Information given:
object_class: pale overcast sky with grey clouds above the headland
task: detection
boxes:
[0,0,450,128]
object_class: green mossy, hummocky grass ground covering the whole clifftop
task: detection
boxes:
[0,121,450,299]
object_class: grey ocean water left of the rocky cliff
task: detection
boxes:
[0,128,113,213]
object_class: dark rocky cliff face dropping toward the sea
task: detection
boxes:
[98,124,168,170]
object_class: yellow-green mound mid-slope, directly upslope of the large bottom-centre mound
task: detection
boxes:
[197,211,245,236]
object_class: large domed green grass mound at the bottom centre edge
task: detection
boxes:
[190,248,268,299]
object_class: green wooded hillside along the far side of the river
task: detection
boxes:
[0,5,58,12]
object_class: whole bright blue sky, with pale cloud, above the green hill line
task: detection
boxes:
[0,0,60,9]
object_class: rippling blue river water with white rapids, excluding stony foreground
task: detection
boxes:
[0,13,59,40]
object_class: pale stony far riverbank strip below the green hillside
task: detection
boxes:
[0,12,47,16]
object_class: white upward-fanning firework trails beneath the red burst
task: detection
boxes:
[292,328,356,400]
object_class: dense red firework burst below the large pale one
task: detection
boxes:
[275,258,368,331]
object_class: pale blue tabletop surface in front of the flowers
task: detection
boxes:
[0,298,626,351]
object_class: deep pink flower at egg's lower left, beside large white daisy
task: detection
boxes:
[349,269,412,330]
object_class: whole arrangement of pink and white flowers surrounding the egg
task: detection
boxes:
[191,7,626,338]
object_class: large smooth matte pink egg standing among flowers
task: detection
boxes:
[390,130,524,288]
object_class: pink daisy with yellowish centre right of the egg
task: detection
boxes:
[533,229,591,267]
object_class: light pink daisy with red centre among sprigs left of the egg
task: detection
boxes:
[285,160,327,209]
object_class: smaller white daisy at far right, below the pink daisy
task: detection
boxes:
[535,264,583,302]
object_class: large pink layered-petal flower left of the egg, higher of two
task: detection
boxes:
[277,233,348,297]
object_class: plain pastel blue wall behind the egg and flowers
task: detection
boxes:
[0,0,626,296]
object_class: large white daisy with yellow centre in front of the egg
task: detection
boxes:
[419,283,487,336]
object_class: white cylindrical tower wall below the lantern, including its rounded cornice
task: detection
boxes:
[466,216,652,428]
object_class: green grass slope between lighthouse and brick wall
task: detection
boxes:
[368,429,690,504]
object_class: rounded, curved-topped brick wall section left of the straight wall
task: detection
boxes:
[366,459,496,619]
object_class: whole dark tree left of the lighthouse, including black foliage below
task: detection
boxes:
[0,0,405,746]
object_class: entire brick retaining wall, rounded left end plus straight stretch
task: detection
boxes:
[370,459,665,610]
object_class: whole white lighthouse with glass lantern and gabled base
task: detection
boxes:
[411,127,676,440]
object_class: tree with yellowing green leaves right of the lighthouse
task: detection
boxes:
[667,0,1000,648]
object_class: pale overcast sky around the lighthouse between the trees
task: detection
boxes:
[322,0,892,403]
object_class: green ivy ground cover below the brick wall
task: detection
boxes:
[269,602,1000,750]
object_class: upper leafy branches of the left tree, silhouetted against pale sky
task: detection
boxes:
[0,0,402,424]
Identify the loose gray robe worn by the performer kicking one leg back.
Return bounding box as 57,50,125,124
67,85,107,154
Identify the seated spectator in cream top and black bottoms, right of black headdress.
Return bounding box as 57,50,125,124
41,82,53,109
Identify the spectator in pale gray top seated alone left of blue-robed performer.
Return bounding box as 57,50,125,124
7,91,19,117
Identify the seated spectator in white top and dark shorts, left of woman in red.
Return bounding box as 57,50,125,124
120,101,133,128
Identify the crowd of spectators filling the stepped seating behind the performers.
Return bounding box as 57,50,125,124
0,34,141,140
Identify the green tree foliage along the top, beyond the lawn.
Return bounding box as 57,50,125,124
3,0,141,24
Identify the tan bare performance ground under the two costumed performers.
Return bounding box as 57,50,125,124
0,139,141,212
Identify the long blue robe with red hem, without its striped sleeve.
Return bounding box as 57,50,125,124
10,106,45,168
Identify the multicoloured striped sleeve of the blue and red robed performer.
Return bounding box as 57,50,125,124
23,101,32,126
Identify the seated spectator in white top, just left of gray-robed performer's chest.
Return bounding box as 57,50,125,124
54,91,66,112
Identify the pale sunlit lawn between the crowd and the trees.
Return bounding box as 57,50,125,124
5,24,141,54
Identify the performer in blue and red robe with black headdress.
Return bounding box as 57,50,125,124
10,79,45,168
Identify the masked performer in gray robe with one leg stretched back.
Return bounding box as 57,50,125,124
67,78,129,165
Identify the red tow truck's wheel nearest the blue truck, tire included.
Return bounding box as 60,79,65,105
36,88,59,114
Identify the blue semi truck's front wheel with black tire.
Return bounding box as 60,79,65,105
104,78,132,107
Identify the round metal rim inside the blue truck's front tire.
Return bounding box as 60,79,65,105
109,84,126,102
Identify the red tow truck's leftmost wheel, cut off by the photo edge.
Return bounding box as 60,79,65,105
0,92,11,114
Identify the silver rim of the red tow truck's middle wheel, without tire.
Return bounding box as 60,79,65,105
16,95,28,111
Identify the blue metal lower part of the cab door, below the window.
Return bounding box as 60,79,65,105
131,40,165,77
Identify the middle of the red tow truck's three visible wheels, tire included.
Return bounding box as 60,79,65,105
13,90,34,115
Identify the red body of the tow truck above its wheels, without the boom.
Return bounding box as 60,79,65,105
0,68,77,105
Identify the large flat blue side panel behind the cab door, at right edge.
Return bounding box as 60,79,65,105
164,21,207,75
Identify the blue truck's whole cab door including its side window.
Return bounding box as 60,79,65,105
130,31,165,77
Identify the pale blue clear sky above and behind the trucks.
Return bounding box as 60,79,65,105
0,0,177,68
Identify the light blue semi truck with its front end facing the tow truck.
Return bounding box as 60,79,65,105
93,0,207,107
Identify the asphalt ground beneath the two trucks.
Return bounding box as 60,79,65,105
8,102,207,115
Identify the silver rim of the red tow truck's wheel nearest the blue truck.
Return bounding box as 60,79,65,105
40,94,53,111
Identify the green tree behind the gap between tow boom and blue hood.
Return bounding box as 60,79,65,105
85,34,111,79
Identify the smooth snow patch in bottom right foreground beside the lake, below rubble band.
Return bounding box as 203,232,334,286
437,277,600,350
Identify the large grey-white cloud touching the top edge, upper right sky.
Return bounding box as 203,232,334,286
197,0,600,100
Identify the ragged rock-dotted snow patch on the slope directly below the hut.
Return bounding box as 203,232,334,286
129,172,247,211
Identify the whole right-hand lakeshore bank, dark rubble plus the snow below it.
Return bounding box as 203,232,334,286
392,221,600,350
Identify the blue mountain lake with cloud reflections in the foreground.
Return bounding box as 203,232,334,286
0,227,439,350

Work request:
Every entry needs to be copied again, word for word.

Answer box:
object_class: pale overcast sky with grey clouds above the headland
task: detection
boxes:
[0,0,450,128]
object_class: green mossy, hummocky grass ground covering the whole clifftop
task: detection
boxes:
[0,121,450,299]
object_class: grey ocean water left of the rocky cliff
task: detection
boxes:
[0,128,113,213]
object_class: dark rocky cliff face dropping toward the sea
task: detection
boxes:
[98,124,168,170]
object_class: yellow-green mound mid-slope, directly upslope of the large bottom-centre mound
task: detection
boxes:
[197,211,245,236]
object_class: large domed green grass mound at the bottom centre edge
task: detection
boxes:
[190,248,268,299]
object_class: green wooded hillside along the far side of the river
task: detection
boxes:
[0,5,58,12]
object_class: whole bright blue sky, with pale cloud, above the green hill line
task: detection
boxes:
[0,0,60,9]
object_class: rippling blue river water with white rapids, excluding stony foreground
task: detection
boxes:
[0,13,59,40]
object_class: pale stony far riverbank strip below the green hillside
task: detection
boxes:
[0,12,47,16]
object_class: white upward-fanning firework trails beneath the red burst
task: detection
boxes:
[292,328,356,400]
object_class: dense red firework burst below the large pale one
task: detection
boxes:
[275,258,368,331]
object_class: pale blue tabletop surface in front of the flowers
task: detection
boxes:
[0,298,626,351]
object_class: deep pink flower at egg's lower left, beside large white daisy
task: detection
boxes:
[349,269,412,330]
object_class: whole arrangement of pink and white flowers surrounding the egg
task: detection
boxes:
[191,7,626,338]
object_class: large smooth matte pink egg standing among flowers
task: detection
boxes:
[390,130,524,288]
object_class: pink daisy with yellowish centre right of the egg
task: detection
boxes:
[533,229,591,267]
object_class: light pink daisy with red centre among sprigs left of the egg
task: detection
boxes:
[285,160,327,209]
object_class: smaller white daisy at far right, below the pink daisy
task: detection
boxes:
[535,264,583,302]
object_class: large pink layered-petal flower left of the egg, higher of two
task: detection
boxes:
[277,233,348,297]
object_class: plain pastel blue wall behind the egg and flowers
task: detection
boxes:
[0,0,626,296]
object_class: large white daisy with yellow centre in front of the egg
task: detection
boxes:
[419,283,487,336]
object_class: white cylindrical tower wall below the lantern, including its rounded cornice
task: detection
boxes:
[466,216,652,428]
object_class: green grass slope between lighthouse and brick wall
task: detection
boxes:
[368,429,690,504]
object_class: rounded, curved-topped brick wall section left of the straight wall
task: detection
boxes:
[366,459,496,619]
object_class: whole dark tree left of the lighthouse, including black foliage below
task: detection
boxes:
[0,0,405,746]
object_class: entire brick retaining wall, rounded left end plus straight stretch
task: detection
boxes:
[370,459,665,610]
object_class: whole white lighthouse with glass lantern and gabled base
task: detection
boxes:
[411,127,676,440]
object_class: tree with yellowing green leaves right of the lighthouse
task: detection
boxes:
[667,0,1000,648]
object_class: pale overcast sky around the lighthouse between the trees
task: detection
boxes:
[322,0,892,403]
object_class: green ivy ground cover below the brick wall
task: detection
boxes:
[269,602,1000,750]
object_class: upper leafy branches of the left tree, silhouetted against pale sky
task: detection
boxes:
[0,0,402,424]
Identify the loose gray robe worn by the performer kicking one leg back.
Return bounding box as 57,50,125,124
67,85,107,154
Identify the seated spectator in cream top and black bottoms, right of black headdress.
Return bounding box as 57,50,125,124
41,82,53,109
Identify the spectator in pale gray top seated alone left of blue-robed performer.
Return bounding box as 57,50,125,124
7,91,19,117
Identify the seated spectator in white top and dark shorts, left of woman in red.
Return bounding box as 57,50,125,124
120,101,133,128
Identify the crowd of spectators filling the stepped seating behind the performers.
Return bounding box as 57,50,125,124
0,34,141,140
Identify the green tree foliage along the top, beyond the lawn.
Return bounding box as 57,50,125,124
3,0,141,24
Identify the tan bare performance ground under the two costumed performers.
Return bounding box as 57,50,125,124
0,139,141,212
Identify the long blue robe with red hem, without its striped sleeve.
Return bounding box as 57,50,125,124
10,106,45,168
Identify the multicoloured striped sleeve of the blue and red robed performer.
Return bounding box as 57,50,125,124
23,101,32,126
Identify the seated spectator in white top, just left of gray-robed performer's chest.
Return bounding box as 57,50,125,124
54,91,66,112
Identify the pale sunlit lawn between the crowd and the trees.
Return bounding box as 57,50,125,124
5,24,141,54
Identify the performer in blue and red robe with black headdress.
Return bounding box as 57,50,125,124
10,79,45,168
Identify the masked performer in gray robe with one leg stretched back.
Return bounding box as 57,50,125,124
67,78,129,165
Identify the red tow truck's wheel nearest the blue truck, tire included.
Return bounding box as 60,79,65,105
36,88,59,114
Identify the blue semi truck's front wheel with black tire.
Return bounding box as 60,79,65,105
104,78,132,107
Identify the round metal rim inside the blue truck's front tire.
Return bounding box as 60,79,65,105
109,84,126,102
Identify the red tow truck's leftmost wheel, cut off by the photo edge.
Return bounding box as 60,79,65,105
0,92,11,114
Identify the silver rim of the red tow truck's middle wheel, without tire.
Return bounding box as 60,79,65,105
16,95,28,111
Identify the blue metal lower part of the cab door, below the window.
Return bounding box as 60,79,65,105
131,40,165,77
Identify the middle of the red tow truck's three visible wheels, tire included.
Return bounding box as 60,79,65,105
13,90,34,115
Identify the red body of the tow truck above its wheels, without the boom.
Return bounding box as 60,79,65,105
0,68,77,105
Identify the large flat blue side panel behind the cab door, at right edge.
Return bounding box as 60,79,65,105
164,21,207,75
Identify the blue truck's whole cab door including its side window.
Return bounding box as 60,79,65,105
130,31,165,77
Identify the pale blue clear sky above and behind the trucks.
Return bounding box as 60,79,65,105
0,0,177,68
Identify the light blue semi truck with its front end facing the tow truck.
Return bounding box as 60,79,65,105
93,0,207,107
Identify the asphalt ground beneath the two trucks.
Return bounding box as 60,79,65,105
8,102,207,115
Identify the silver rim of the red tow truck's wheel nearest the blue truck.
Return bounding box as 60,79,65,105
40,94,53,111
Identify the green tree behind the gap between tow boom and blue hood.
Return bounding box as 60,79,65,105
85,34,111,79
Identify the smooth snow patch in bottom right foreground beside the lake, below rubble band.
Return bounding box as 203,232,334,286
437,277,600,350
Identify the large grey-white cloud touching the top edge, upper right sky.
Return bounding box as 203,232,334,286
197,0,600,100
Identify the ragged rock-dotted snow patch on the slope directly below the hut.
Return bounding box as 203,232,334,286
129,172,247,211
Identify the whole right-hand lakeshore bank, dark rubble plus the snow below it.
Return bounding box as 203,232,334,286
392,221,600,350
Identify the blue mountain lake with cloud reflections in the foreground.
Return bounding box as 203,232,334,286
0,227,439,350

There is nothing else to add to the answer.